*** Records for the exercise ***

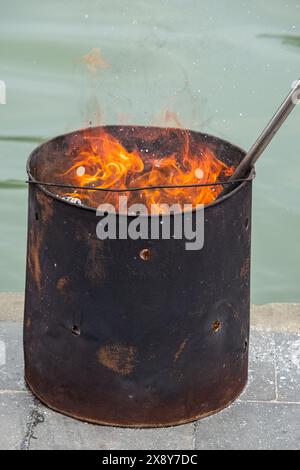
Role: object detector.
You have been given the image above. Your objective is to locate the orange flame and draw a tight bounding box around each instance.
[60,128,233,213]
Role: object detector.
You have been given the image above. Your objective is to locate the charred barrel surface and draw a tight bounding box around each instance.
[24,128,251,426]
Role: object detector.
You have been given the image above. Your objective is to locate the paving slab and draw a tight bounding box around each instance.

***

→ **Problem requirements**
Your task is to copy the entries in full and exactly, without any images.

→ **Answer to this task**
Role: object detector.
You have been given the image above. Your objective is to locate the orange flame and draw a tight bounding box around each instance.
[60,128,233,213]
Role: object detector.
You have been given the image above. Your objective is to locate the charred barrel surface and draw a tight bounding box around each instance.
[24,128,251,426]
Role: object detector.
You have been given the image above. Your objective is to locate the paving slab and draw a tight bounding box around each instance.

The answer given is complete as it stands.